◆ **YOUR OBJECTIVE**: Nothing should differ. Repeat every record as written.

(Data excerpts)
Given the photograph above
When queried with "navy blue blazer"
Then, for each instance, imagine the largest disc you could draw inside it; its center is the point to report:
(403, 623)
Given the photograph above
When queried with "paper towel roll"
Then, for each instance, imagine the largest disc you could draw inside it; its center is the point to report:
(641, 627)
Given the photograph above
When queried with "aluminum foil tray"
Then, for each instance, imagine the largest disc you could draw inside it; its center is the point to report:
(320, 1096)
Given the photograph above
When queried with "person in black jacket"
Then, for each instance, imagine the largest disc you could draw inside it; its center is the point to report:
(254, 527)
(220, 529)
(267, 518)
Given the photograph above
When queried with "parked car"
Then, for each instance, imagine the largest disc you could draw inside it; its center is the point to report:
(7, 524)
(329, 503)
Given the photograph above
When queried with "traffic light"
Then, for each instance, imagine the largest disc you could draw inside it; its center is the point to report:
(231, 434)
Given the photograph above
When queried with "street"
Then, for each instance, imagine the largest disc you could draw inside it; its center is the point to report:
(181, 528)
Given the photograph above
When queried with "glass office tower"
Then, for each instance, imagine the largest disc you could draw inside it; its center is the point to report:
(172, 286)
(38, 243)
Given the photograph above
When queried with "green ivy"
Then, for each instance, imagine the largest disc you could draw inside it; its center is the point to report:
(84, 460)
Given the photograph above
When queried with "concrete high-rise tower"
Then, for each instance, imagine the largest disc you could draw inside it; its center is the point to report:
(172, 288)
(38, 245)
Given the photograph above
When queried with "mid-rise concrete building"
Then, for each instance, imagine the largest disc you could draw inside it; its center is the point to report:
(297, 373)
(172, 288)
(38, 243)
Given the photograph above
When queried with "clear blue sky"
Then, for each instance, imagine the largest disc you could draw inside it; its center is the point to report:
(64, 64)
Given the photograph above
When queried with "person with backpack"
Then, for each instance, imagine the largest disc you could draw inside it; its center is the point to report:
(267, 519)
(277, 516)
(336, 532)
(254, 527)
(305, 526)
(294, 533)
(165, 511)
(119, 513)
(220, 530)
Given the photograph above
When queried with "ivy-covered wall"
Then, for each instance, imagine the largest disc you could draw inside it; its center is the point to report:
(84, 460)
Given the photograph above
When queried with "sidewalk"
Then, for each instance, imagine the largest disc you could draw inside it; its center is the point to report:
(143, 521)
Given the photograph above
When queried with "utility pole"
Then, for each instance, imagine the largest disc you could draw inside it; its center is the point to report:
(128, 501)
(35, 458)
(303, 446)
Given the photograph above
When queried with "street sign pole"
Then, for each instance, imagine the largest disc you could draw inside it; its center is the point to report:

◆ **THE COMPLETED TASK**:
Given the photograph above
When queried with "navy blue blazer"
Then, for each instance, imagine the largest disc you could draw inside it; its center is the point to report:
(403, 623)
Given the photograph above
When queried with "paper towel roll"
Then, for each instance, imagine the largest disc you could draw inside it; its center is the point to report:
(641, 627)
Given the photograph above
When queried with "aluminum foil tray"
Then, for each instance, imagine the largest disc you could draw inside it; its center is the point to report:
(320, 1096)
Given the photograph above
When queried with "person in black jacket"
Then, for each instance, imagine the largest disc you could draw inside it; its center is the point to report:
(254, 527)
(220, 529)
(267, 518)
Given the photograph above
When queried with "parked car"
Then, for each instance, imagine the largest disc you could draw inside it; its center is the point to report:
(7, 524)
(329, 503)
Given the photograph above
When queried with "traffic light"
Then, for each instance, imagine the largest disc you could draw inside it; its center is the point to report:
(231, 434)
Given the photograph above
When queried with "street"
Then, for each instance, imagine the largest disc you could draw inside it; its center is the point to report:
(181, 528)
Given the photograph above
When queried with "glass office tower"
Then, for each instance, imagine the largest disc you could draw inside it; its center is the point to report:
(172, 286)
(38, 243)
Given the photograph above
When queried with "green ivy"
Then, for each instance, imagine the largest disc you could draw inside it; its center is the point to report:
(84, 460)
Given the photograph above
When queried with "concrete high-rise tower"
Then, for each instance, imagine the largest disc you could draw inside it; its center is the point to report:
(172, 288)
(38, 245)
Given the photograph above
When queried with "mid-rise concrete building"
Then, for each instance, imagine the largest disc you could draw inside it; its center is the point to report:
(297, 373)
(172, 288)
(38, 243)
Given the photograph above
When queried with "clear blue sky"
Then, for each instance, imagine the largest disc you could draw inside it; its center is the point to report:
(64, 64)
Given the photograph above
When queried with "person with backpack"
Then, for each instance, imagine the largest disc you could draw inside it; its center is the point to report:
(267, 519)
(277, 516)
(336, 532)
(254, 527)
(305, 526)
(294, 533)
(165, 511)
(119, 513)
(220, 530)
Given the photograph above
When queried with "ivy-covered wall"
Then, for each instance, imagine the largest disc you could draw inside it; its center is the point to report:
(84, 460)
Given the photograph above
When queried with "sidewalk"
Then, for each instance, imagine the largest disc you could draw inside it; its center is the point to report:
(143, 521)
Given the photograph above
When queried with "utility pole"
Then, for each instance, imagine the largest disc you could draw inside it; its center is the point to report:
(128, 501)
(35, 458)
(303, 446)
Given the photograph above
When queried with "street sign pole"
Then, for each instance, imagine the largest disc you could draw inside it; its center is the point to report:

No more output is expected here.